Stored entries:
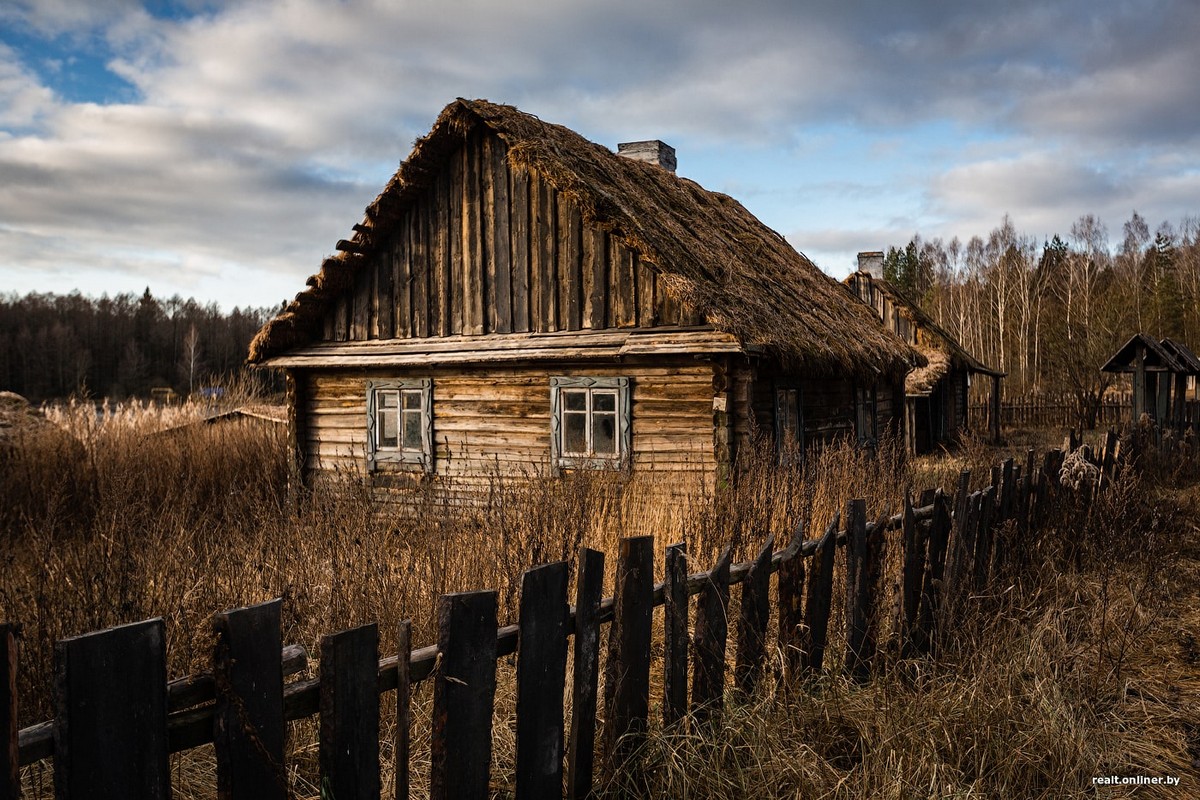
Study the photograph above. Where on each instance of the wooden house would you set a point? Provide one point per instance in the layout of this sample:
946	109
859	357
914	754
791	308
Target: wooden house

# [AIM OF THE TASK]
Report how many lines of the records contain the string "house", treating case as significant. Give only the number.

# [REPLY]
2